◆ SOURCE EXTRACT:
TRM Labs Launches AI Agent for Crypto Investigations
TRM Labs has launched Co-Case Agent, a new AI investigative assistant embedded directly inside TRM Forensics, the company’s flagship crypto investigations platform. The product is available immediately to TRM Forensics customers across crypto businesses, law enforcement, financial institutions, regulators and national security agencies, and TRM says it comes at no additional cost.
The pitch is not that AI will replace investigators. It is that crypto investigations are now moving faster than human teams can reasonably keep up with on their own, especially as cases span multiple blockchains, legal regimes and criminal typologies. TRM says Co-Case Agent is designed to shorten that gap by turning natural-language prompts into investigative actions such as tracing fund flows, auditing case graphs and suggesting next steps while keeping the investigator in control.
An AI copilot built directly into the case workflow
The most important detail in the launch is where the product sits. Co-Case Agent is not described as a separate chatbot or a generic productivity tool. It is embedded inside TRM Forensics and is meant to work directly on active crypto investigations. According to TRM, users can ask it in plain language to trace funds, run graph audits, surface the next likely move in a case and document investigative work in a way that can later support suspicious activity reports and legal proceedings.
That matters because the product is being framed as part of the actual investigative workflow, not as a sidecar assistant. TRM’s argument is that investigators are losing time not only to the complexity of blockchain tracing but also to the manual effort required to move from one investigative step to the next before illicit funds are off-ramped or hidden.

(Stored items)
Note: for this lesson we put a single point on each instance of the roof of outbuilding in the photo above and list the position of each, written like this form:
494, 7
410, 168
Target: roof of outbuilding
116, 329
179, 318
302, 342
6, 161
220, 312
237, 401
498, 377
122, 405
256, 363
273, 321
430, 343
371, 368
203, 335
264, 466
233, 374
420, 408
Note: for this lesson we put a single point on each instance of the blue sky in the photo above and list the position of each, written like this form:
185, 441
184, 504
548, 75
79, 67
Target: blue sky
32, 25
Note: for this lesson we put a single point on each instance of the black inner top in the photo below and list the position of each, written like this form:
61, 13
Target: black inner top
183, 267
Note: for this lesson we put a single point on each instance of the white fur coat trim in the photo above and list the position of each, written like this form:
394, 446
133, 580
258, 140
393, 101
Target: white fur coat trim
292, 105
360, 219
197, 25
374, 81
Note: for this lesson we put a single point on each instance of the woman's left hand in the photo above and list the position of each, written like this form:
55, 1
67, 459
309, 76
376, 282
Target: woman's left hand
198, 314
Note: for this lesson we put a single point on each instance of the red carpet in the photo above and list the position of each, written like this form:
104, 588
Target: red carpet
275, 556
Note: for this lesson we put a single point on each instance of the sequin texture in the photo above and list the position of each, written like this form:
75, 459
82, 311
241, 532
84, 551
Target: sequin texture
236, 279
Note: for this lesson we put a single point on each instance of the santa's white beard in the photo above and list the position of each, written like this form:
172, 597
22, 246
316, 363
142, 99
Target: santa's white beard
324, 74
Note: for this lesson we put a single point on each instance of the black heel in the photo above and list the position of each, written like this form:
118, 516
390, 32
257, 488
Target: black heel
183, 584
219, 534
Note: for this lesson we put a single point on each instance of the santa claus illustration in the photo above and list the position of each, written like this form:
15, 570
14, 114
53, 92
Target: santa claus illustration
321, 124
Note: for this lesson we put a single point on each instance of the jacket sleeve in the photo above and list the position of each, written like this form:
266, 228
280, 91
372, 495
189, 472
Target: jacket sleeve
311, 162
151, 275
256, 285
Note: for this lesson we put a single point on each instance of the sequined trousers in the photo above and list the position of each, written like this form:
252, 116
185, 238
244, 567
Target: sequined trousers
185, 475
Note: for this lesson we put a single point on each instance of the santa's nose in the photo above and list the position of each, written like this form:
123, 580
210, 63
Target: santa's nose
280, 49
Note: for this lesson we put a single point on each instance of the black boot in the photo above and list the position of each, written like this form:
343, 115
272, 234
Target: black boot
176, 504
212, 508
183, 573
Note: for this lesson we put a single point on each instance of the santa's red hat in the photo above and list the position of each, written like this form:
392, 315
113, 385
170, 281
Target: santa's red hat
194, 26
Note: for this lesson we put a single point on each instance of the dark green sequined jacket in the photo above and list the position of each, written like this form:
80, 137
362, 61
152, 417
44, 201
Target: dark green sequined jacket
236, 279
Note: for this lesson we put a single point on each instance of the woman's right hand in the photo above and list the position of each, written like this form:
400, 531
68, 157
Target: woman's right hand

◆ ACTIVITY LIST:
a – Answer these questions from the Co-Case Agent article:
(i) Inside which platform is Co-Case Agent embedded?
(ii) What does TRM say Co-Case Agent costs TRM Forensics customers?
(iii) What two things can the documented investigative work later support?
b – Continue the Co-Case Agent article from its final sentence.

◆ RESULTS OF THE EXERCISE:
a –
(i) TRM Forensics, the company's flagship crypto investigations platform.
(ii) Nothing extra. TRM says it comes at no additional cost.
(iii) Suspicious activity reports and legal proceedings.

b –
Built for defensibility, not black-box output
TRM is making explainability one of the core selling points. The company says Co-Case Agent follows a “glass-box” model, meaning it suggests, explains and documents its actions rather than silently changing graphs or producing unsupported conclusions. Every recommendation, TRM says, can be traced back to the underlying graph and the company’s attribution data.
Just as important, TRM says every interaction with the agent is written to an immutable audit log. That is a notable feature because the end product of many investigations is not just internal intelligence. It is something that has to stand up in a SAR filing, a court exhibit or a regulatory response. TRM is clearly trying to position Co-Case Agent as an AI tool that can operate inside evidentiary and compliance-heavy environments rather than only inside exploratory research.
Human judgment is still the final layer
TRM repeatedly stresses that investigators remain in control. The company says Co-Case Agent executes actions at the investigator’s direction and is designed to accelerate expert judgment, not replace it. That distinction is central to the launch because many compliance and law-enforcement users are likely to be more interested in assisted decision-making than in fully autonomous case conclusions.
Why TRM thinks the timing is right
TRM is tying the launch to a broader shift in crypto-enabled crime. In the announcement, the company says illicit crypto volume reached $158 billion in 2025, AI-enabled scams surged 500% year over year, and criminal networks are increasingly able to move and obscure funds across chains in seconds. Those figures are presented by TRM as part of the case for AI-driven investigations in an AI-shaped threat environment.
The broader message is that investigative teams are facing a throughput problem. TRM says one investigator should be able to work with the throughput of an entire team, or at least operate far more quickly than traditional manual workflows allow. Whether that claim holds up in day-to-day use will depend on adoption and accuracy, but it explains why TRM is launching an agent now instead of treating AI as a future add-on.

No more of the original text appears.